_INSTRUCTIONS TO FOLLOW_. Starting at the line containing "Pest-scouting request: tag the blue jeans" and continuing through the last line of the data, lay out those lines as a JSON list of strings with one string per line. Leave out any blank lines.

Coordinate annotation entries:

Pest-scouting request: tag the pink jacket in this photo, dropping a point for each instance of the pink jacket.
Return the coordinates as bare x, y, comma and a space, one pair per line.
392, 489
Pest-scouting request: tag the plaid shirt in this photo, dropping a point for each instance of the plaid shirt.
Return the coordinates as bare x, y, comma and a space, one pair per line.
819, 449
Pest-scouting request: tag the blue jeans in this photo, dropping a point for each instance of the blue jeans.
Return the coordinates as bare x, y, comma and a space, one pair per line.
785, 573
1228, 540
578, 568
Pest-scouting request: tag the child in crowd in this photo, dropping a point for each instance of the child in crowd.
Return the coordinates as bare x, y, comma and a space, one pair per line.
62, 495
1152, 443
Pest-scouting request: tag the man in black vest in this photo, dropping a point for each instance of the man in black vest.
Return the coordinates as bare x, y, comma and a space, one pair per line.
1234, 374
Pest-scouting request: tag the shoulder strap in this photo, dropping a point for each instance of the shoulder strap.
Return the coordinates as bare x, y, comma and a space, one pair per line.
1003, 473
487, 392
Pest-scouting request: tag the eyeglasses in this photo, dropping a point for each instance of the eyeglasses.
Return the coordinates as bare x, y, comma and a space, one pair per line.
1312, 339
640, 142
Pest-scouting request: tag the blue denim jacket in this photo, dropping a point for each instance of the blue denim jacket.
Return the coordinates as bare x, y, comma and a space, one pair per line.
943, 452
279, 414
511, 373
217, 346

_OUTPUT OF THE TASK_.
[
  "Pest-scouting request: tag the blue jeans in this photo, dropping a point for each instance of the blue jeans.",
  "Return the coordinates as bare x, y, comma and a space, one pair per line.",
  "785, 573",
  "1228, 540",
  "578, 568",
  "Pest-scouting request: tag the child in crowd in this photo, dropping a point for each instance of the child in crowd.",
  "Return the coordinates as bare x, y, comma and a space, one pair per line.",
  "62, 495",
  "1152, 443",
  "Pest-scouting request: tag the man in black vest in this photo, dropping a point for each instance of the man in black vest.",
  "Return the coordinates as bare x, y, comma and a space, one pair per line.",
  "1234, 374",
  "Pest-scouting request: tag the shoulder strap in this photo, dropping a point for each instance of the shoulder strap.",
  "Return the coordinates as bare x, y, comma and a space, one pair per line.",
  "1003, 473",
  "487, 392",
  "Pest-scouting request: tag the eyeglasses in this photo, dropping a point for each instance of the eyeglasses.",
  "Return the coordinates as bare x, y, comma and a space, one pair per line.",
  "1312, 339",
  "640, 142",
  "Pest-scouting request: tag the blue denim jacket in this photo, dropping a point for each instance of the blue denim jacket.",
  "Return the coordinates as bare x, y, comma and a space, one pair per line.",
  "943, 452",
  "279, 414",
  "511, 373",
  "217, 346"
]